(Region pointing data)
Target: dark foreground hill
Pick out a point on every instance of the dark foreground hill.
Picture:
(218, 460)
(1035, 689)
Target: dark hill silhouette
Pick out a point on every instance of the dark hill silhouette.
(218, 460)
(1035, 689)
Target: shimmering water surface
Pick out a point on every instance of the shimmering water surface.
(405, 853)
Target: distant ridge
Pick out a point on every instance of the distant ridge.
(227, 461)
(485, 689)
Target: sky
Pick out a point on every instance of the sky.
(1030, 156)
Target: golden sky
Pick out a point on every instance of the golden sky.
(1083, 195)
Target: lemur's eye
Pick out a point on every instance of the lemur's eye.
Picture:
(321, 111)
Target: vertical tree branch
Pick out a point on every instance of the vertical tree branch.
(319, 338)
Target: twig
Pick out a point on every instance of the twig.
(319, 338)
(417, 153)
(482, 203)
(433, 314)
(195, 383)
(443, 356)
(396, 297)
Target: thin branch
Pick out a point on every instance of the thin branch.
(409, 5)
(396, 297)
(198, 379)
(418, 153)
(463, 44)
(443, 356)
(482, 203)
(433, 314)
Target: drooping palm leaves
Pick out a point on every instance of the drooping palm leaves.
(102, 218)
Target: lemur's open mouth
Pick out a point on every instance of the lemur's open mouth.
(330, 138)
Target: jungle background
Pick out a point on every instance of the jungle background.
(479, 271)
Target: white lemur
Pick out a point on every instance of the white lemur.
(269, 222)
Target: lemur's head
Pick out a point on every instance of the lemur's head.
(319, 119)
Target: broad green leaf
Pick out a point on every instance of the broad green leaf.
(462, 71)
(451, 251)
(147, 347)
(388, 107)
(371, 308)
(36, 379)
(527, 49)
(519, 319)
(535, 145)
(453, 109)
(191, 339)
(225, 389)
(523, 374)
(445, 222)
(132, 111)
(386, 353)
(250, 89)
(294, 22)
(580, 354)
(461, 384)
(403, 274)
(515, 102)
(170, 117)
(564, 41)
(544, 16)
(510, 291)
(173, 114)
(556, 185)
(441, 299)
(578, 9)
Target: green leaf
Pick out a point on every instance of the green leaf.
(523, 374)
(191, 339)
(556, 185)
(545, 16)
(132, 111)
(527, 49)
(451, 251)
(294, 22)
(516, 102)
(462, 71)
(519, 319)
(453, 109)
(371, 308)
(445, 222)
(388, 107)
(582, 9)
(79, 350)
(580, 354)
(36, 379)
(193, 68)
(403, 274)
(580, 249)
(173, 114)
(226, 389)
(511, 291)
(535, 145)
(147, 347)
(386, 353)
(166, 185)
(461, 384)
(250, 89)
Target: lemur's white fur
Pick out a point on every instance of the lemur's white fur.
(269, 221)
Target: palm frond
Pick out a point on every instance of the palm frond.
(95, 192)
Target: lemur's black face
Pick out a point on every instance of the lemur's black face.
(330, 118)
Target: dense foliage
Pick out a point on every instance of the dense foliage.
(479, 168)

◆ Exercise prompt
Every entry should be duplicated exactly as written.

◆ Answer to this task
Target: dark foreground hill
Pick out a point on every instance of the dark foreground hill.
Picture:
(218, 460)
(1035, 689)
Target: dark hill silhouette
Pick out a point on every instance of the dark hill silhouette.
(218, 460)
(1035, 689)
Target: shimmering water surface
Pick out a point on every instance of the shimmering water surface.
(405, 853)
Target: distant ridge
Pick out a point on every instance of the distant ridge.
(227, 461)
(485, 689)
Target: sky
Pick out a point on every instance of the sky.
(1030, 156)
Target: golden sky
Pick out a point on every instance of the golden sky.
(1083, 195)
Target: lemur's eye
Pick out a point on every instance of the lemur's eye.
Picture:
(321, 111)
Target: vertical tree branch
Pick out a point on every instance of the vertical tree branch.
(319, 338)
Target: twig
Pick out a point on every instance of the twig.
(319, 338)
(417, 153)
(482, 203)
(433, 314)
(195, 383)
(443, 356)
(396, 297)
Target: thin branch
Pick out a point on every instance of the thin branch.
(409, 5)
(396, 297)
(198, 379)
(418, 153)
(463, 44)
(443, 356)
(482, 203)
(433, 314)
Target: drooping palm leaves
Pick out a point on every instance of the drooping palm leaves.
(102, 218)
Target: lemur's open mouth
Pick out a point on every instance of the lemur's open mouth.
(330, 138)
Target: jungle background
Pick out a point on every instance of the jungle background.
(479, 271)
Target: white lemur
Pick out a point on every instance of the white lemur.
(269, 222)
Target: lemur's head
Pick out a point on every instance of the lemur's head.
(319, 119)
Target: broad green leaf
Pick out a point on every instance of the broad green leaf.
(462, 71)
(451, 251)
(147, 347)
(388, 107)
(371, 308)
(36, 379)
(527, 49)
(519, 319)
(535, 145)
(453, 109)
(191, 339)
(225, 389)
(523, 374)
(445, 222)
(132, 111)
(386, 353)
(250, 89)
(294, 22)
(580, 354)
(461, 384)
(403, 274)
(515, 102)
(170, 117)
(564, 41)
(544, 16)
(510, 291)
(173, 114)
(556, 185)
(441, 299)
(578, 9)
Target: green leaf
Pick out a point on every instance of the green leaf.
(523, 374)
(191, 339)
(556, 185)
(545, 16)
(132, 111)
(527, 49)
(451, 251)
(294, 22)
(516, 102)
(462, 71)
(519, 319)
(453, 109)
(371, 308)
(445, 222)
(388, 107)
(582, 9)
(79, 350)
(580, 354)
(36, 379)
(193, 68)
(403, 274)
(580, 249)
(173, 114)
(226, 389)
(511, 291)
(535, 145)
(147, 347)
(386, 353)
(166, 185)
(461, 384)
(250, 89)
Target: lemur's white fur
Pick out a point on every instance of the lemur's white fur.
(269, 221)
Target: palm frond
Pick out a point on every instance of the palm frond.
(95, 192)
Target: lemur's black face
Pick out a point on every instance of the lemur's black face.
(330, 118)
Target: dense foliage
Pick out a point on every instance of the dense foliage.
(479, 168)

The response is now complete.